* **Text shown**:
-=-=-=-=-
[PATCH] R600/SI: Adjust buffer_load opcodes
Christian König
deathsimple at vodafone.de
Tue Apr 2 06:11:26 PDT 2013
From: Christian König <christian.koenig at amd.com>
Only try to load the used vector components. Practically
the same what I've done before for textures.
Signed-off-by: Christian König <christian.koenig at amd.com>
---
lib/Target/R600/SIISelLowering.cpp | 72 ++++++++++++++++++++++++----
lib/Target/R600/SIISelLowering.h | 1 +
lib/Target/R600/SIInstructions.td | 6 +--
test/CodeGen/R600/llvm.SI.vs.load.input.ll | 25 ++++++++++
4 files changed, 91 insertions(+), 13 deletions(-)
create mode 100644 test/CodeGen/R600/llvm.SI.vs.load.input.ll
diff --git a/lib/Target/R600/SIISelLowering.cpp b/lib/Target/R600/SIISelLowering.cpp
index e4b3111..9c23f3a 100644
--- a/lib/Target/R600/SIISelLowering.cpp
+++ b/lib/Target/R600/SIISelLowering.cpp
@@ -671,7 +671,7 @@ SDNode *SITargetLowering::foldOperands(MachineSDNode *Node,
}
/// \brief Helper function for adjustWritemask
-unsigned SubIdx2Lane(unsigned Idx) {
+static unsigned subIdx2Lane(unsigned Idx) {
switch (Idx) {
default: return 0;
case AMDGPU::sub0: return 0;
@@ -681,11 +681,11 @@ unsigned SubIdx2Lane(unsigned Idx) {
}
}
-/// \brief Adjust the writemask of MIMG instructions
-void SITargetLowering::adjustWritemask(MachineSDNode *&Node,
- SelectionDAG &DAG) const {
- SDNode *Users[4] = { };
- unsigned Writemask = 0, Lane = 0;
+/// \brief Get the sub components used in a nodes result
+static unsigned getUsedComponents(SDNode *Node, SDNode **Users,
+ unsigned &Lane) {
+
+ unsigned Writemask = 0;
// Try to figure out the used register components
for (SDNode::use_iterator I = Node->use_begin(), E = Node->use_end();
@@ -694,18 +694,29 @@ void SITargetLowering::adjustWritemask(MachineSDNode *&Node,
// Abort if we can't understand the usage
if (!I->isMachineOpcode() ||
I->getMachineOpcode() != TargetOpcode::EXTRACT_SUBREG)
-=-=-=-=-
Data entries
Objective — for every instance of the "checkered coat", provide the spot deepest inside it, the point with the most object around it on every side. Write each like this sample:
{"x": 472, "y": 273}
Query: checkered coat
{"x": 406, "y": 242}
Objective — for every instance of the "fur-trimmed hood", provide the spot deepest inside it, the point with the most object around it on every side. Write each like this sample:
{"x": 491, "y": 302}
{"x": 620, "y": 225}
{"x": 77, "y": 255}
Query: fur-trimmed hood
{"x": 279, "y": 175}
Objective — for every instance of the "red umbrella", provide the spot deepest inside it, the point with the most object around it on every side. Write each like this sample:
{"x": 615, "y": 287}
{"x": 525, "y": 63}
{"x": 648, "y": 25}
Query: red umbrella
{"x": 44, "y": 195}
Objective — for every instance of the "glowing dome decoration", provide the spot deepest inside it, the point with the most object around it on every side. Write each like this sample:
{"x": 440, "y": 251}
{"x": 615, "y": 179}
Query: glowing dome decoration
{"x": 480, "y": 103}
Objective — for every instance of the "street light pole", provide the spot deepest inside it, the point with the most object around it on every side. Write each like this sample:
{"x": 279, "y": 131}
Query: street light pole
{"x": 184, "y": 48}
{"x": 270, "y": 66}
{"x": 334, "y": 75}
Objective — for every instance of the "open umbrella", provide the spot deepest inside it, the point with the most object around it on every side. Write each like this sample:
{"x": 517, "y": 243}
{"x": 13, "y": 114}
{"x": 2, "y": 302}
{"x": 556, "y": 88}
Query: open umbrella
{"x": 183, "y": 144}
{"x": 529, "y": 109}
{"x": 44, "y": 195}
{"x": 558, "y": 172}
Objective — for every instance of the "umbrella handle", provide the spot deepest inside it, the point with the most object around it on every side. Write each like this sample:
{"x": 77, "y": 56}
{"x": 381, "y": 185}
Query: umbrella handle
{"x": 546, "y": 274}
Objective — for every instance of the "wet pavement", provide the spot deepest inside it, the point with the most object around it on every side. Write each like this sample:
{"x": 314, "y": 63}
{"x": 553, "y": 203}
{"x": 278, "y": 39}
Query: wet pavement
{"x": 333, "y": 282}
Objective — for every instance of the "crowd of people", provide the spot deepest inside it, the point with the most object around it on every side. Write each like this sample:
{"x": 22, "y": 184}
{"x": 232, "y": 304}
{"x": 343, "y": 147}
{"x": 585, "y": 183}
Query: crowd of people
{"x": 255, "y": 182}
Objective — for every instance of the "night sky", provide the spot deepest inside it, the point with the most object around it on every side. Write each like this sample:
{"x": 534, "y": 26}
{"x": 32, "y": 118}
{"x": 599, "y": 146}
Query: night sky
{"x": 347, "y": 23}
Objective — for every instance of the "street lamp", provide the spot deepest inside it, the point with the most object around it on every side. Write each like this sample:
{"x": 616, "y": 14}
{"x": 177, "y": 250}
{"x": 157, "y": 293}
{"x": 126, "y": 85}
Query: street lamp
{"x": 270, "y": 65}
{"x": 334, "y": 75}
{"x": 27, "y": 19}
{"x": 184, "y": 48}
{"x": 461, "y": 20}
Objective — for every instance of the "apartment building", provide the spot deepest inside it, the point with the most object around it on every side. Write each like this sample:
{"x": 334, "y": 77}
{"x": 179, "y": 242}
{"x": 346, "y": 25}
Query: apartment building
-=-=-=-=-
* **Task to complete**: Continue the R600/SI buffer_load patch from the point where it stops, picking up right after its last line.

* **Result for this exercise**:
- return;
+ return 0xf;
- Lane = SubIdx2Lane(I->getConstantOperandVal(1));
+ Lane = subIdx2Lane(I->getConstantOperandVal(1));
// Abort if we have more than one user per component
if (Users[Lane])
- return;
+ return 0xf;
Users[Lane] = *I;
Writemask |= 1 << Lane;
}
+ return Writemask;
+}
+
+/// \brief Adjust the writemask of MIMG instructions
+void SITargetLowering::adjustWritemask(MachineSDNode *&Node,
+ SelectionDAG &DAG) const {
+ unsigned Writemask = 0, Lane = 0;
+ SDNode *Users[4] = { };
+
+ Writemask = getUsedComponents(Node, Users, Lane);
+
// Abort if all components are used
if (Writemask == 0xf)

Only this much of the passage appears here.